SOURCE EXCERPT ::
▼

Rule 60(b)(6) permits a court to relieve a party from a judgment for "any other reason that justifies relief," Fed. R. Civ. P. 60(b)(6), "when the asserted grounds for relief are not recognized in clauses (1)-(5) of the Rule." Nemaizer v. Ba ker, 793 F.2d 58, 63 (2d Cir. 1986) (citation omitted). Rule 60(b)(6) represents a "grand reservoir of equitable power to do justice in a particular case," but "that reservoir is not bottomless." Stevens v. Miller, 676 F.3d 62, 67 (2d Cir. 2012) (citation omitted). Accordingly, it is "properly invoked only when there are extraordinary circumstances justifying relief," and "when the judgment may work an extreme and undue hardship." Nemaizer, 793 F.2d at 63 (citation omitted); see also Rinieri v. News Syndicate Co., 385 F.2d 818, 822 (2d Cir. 1967) (referring to the scope of Rule 60(b) as "extremely meagre.").

Altahawi argues that he will suffer an extreme and undue hardship if the Consent Judgment is not modified because he will not be able to deduct these payments from his capital gains tax. But, Rule 60(b)(6) is not intended to relieve a party from an agreement that he voluntarily entered but now regrets. Dissatisfaction of this kind does not merit this extraordinary relief.

▲

RECORDS SUPPLIED ::
▼

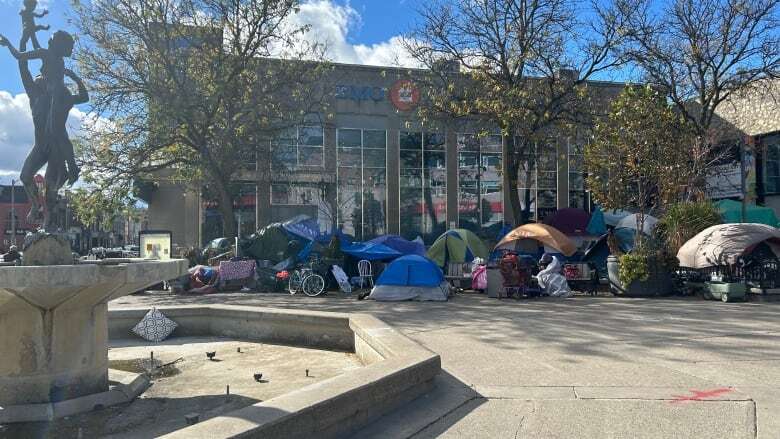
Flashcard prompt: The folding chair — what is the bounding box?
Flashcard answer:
[358,259,374,289]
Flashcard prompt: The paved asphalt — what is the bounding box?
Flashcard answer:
[110,293,780,439]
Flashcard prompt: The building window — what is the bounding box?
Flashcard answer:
[457,133,504,238]
[515,139,558,221]
[271,182,320,206]
[336,128,387,241]
[764,142,780,194]
[399,131,447,243]
[271,126,325,170]
[569,143,585,210]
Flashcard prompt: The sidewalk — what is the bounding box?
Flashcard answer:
[110,294,780,439]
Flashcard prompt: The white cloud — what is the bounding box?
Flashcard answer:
[292,0,419,67]
[0,90,86,181]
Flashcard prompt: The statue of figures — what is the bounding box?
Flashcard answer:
[0,23,89,231]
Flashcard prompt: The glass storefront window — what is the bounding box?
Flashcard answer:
[399,131,447,244]
[457,133,504,239]
[270,126,324,170]
[336,128,387,240]
[515,139,558,221]
[764,143,780,194]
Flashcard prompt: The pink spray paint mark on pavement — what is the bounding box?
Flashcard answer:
[671,387,734,404]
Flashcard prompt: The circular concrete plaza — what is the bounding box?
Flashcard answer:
[109,293,780,439]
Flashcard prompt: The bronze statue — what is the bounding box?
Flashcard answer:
[0,10,89,231]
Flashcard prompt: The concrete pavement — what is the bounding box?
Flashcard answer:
[110,294,780,439]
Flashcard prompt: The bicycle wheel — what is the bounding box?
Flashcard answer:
[303,274,325,297]
[287,270,303,294]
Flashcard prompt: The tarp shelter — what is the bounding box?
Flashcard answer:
[241,223,290,264]
[715,200,778,227]
[544,207,590,236]
[428,229,488,267]
[341,242,403,261]
[368,255,449,302]
[615,213,658,235]
[602,209,631,227]
[496,224,577,256]
[585,206,607,236]
[282,215,320,241]
[677,223,780,269]
[368,235,425,256]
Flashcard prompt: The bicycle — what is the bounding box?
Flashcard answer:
[287,262,325,297]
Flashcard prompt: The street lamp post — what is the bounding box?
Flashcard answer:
[11,180,16,245]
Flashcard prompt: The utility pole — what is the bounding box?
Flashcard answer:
[739,142,747,223]
[11,180,16,245]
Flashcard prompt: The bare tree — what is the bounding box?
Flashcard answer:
[405,0,622,223]
[616,0,780,199]
[76,0,327,236]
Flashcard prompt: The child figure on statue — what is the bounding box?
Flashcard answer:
[0,30,79,184]
[19,0,49,50]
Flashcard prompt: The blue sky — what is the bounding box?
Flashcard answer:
[0,0,425,183]
[0,0,418,94]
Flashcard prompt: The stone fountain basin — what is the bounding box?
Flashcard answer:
[109,305,441,439]
[0,260,187,408]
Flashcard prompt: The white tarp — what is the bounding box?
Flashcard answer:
[677,223,780,268]
[536,256,571,297]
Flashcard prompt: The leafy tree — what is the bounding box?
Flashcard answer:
[585,86,692,247]
[616,0,780,199]
[67,186,137,230]
[658,201,722,255]
[75,0,327,236]
[405,0,622,222]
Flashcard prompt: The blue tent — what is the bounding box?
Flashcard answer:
[368,255,449,302]
[376,255,444,287]
[341,242,403,261]
[368,235,425,256]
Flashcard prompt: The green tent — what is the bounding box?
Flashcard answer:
[715,200,778,227]
[428,229,489,267]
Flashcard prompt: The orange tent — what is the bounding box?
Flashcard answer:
[496,224,577,256]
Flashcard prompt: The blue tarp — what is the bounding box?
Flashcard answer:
[586,206,607,236]
[368,235,425,256]
[341,242,403,261]
[317,230,355,245]
[376,255,444,287]
[282,215,320,241]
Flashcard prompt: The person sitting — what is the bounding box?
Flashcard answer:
[2,245,22,262]
[536,253,572,298]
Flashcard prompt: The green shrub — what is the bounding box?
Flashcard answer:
[618,253,650,288]
[657,201,721,255]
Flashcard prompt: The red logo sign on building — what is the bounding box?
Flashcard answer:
[390,79,420,111]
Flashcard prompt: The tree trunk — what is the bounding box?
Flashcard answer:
[216,182,238,238]
[502,135,523,226]
[520,187,531,224]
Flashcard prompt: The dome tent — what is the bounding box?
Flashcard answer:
[368,255,449,302]
[427,229,489,267]
[544,207,590,236]
[495,223,577,256]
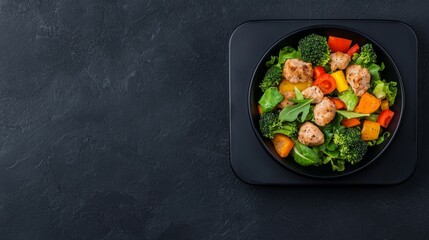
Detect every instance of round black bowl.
[248,25,405,178]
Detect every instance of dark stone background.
[0,0,429,240]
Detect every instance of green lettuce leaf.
[338,88,359,111]
[258,87,283,113]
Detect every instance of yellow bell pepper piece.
[361,120,380,141]
[279,79,313,93]
[331,70,349,92]
[380,99,389,110]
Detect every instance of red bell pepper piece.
[377,109,395,128]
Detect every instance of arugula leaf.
[275,46,301,68]
[337,110,369,119]
[279,87,313,122]
[294,87,304,100]
[258,87,283,113]
[371,79,398,106]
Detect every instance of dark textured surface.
[0,0,429,240]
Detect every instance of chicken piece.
[298,122,325,147]
[314,97,337,127]
[302,86,324,103]
[331,52,351,71]
[277,92,295,109]
[346,65,371,97]
[283,59,313,83]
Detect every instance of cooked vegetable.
[313,66,326,78]
[355,92,381,113]
[380,99,389,110]
[279,79,313,93]
[258,34,398,171]
[331,70,349,92]
[368,63,384,81]
[365,113,379,122]
[275,46,301,68]
[347,43,359,57]
[259,87,283,113]
[331,98,346,110]
[353,43,377,67]
[328,36,352,53]
[258,104,262,114]
[298,34,330,66]
[272,134,295,158]
[362,120,380,141]
[338,88,359,111]
[279,88,313,122]
[371,80,398,106]
[293,141,321,166]
[377,109,395,128]
[259,112,298,139]
[368,132,390,146]
[334,127,368,164]
[259,66,282,92]
[337,110,369,119]
[341,118,360,127]
[313,73,337,94]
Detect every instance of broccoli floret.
[334,127,368,164]
[353,43,377,67]
[259,66,282,92]
[298,34,331,66]
[259,112,298,139]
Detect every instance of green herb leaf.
[276,46,301,68]
[279,87,313,122]
[293,141,321,166]
[294,87,304,100]
[279,99,313,122]
[258,87,283,113]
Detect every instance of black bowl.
[248,25,405,178]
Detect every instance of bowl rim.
[247,24,406,179]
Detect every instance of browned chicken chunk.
[331,52,351,71]
[346,65,371,97]
[298,122,325,146]
[283,59,313,83]
[314,97,337,127]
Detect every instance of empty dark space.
[0,0,429,240]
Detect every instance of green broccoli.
[298,33,331,66]
[334,127,368,164]
[353,43,377,67]
[259,112,298,139]
[259,66,282,92]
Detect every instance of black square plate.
[229,20,418,185]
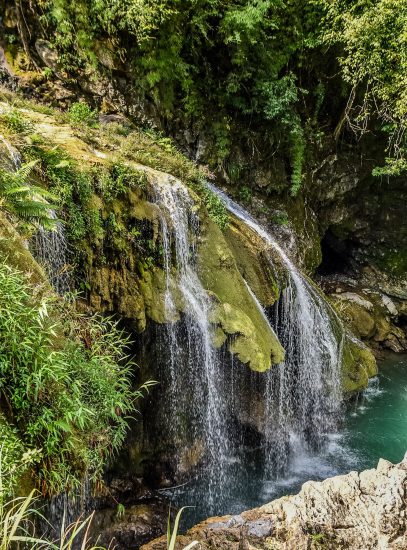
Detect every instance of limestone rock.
[142,459,407,550]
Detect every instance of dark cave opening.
[317,229,354,276]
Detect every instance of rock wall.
[142,457,407,550]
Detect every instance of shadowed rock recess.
[141,456,407,550]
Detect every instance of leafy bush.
[320,0,407,175]
[0,264,152,493]
[0,109,33,134]
[68,101,97,126]
[190,180,229,231]
[0,161,55,229]
[0,470,104,550]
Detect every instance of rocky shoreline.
[141,453,407,550]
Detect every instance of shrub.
[68,101,97,126]
[0,264,153,494]
[0,109,33,134]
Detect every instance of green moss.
[0,212,49,288]
[342,336,377,393]
[225,218,280,307]
[198,219,284,372]
[374,248,407,279]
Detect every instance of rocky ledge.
[142,453,407,550]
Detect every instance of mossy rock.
[342,335,377,394]
[0,212,49,288]
[224,216,280,307]
[198,217,284,372]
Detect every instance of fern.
[0,161,57,229]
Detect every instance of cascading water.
[34,210,72,294]
[0,134,72,294]
[210,185,342,477]
[154,174,231,510]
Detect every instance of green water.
[168,354,407,527]
[344,354,407,469]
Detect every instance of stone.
[141,459,407,550]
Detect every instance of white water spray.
[210,185,342,476]
[154,174,231,506]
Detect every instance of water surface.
[170,354,407,526]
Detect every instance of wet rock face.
[142,459,407,550]
[310,142,407,298]
[320,276,407,353]
[91,502,168,550]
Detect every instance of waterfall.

▲

THE PROBLEM :: Summarize the passage on Rule 60(b)(6) in two sentences.

SOLUTION TO THIS PROBLEM :: Rule 60(b)(6) lets a court relieve a party from a judgment for any other reason that justifies relief when the grounds are not covered by clauses (1)-(5), but it is properly invoked only when there are extraordinary circumstances justifying relief and when the judgment may work an extreme and undue hardship. Altahawi argues that he will suffer such hardship if the Consent Judgment is not modified because he cannot deduct the payments from his capital gains tax, but the rule is not meant to relieve a party from an agreement he voluntarily entered and now regrets, and that dissatisfaction does not merit this extraordinary relief.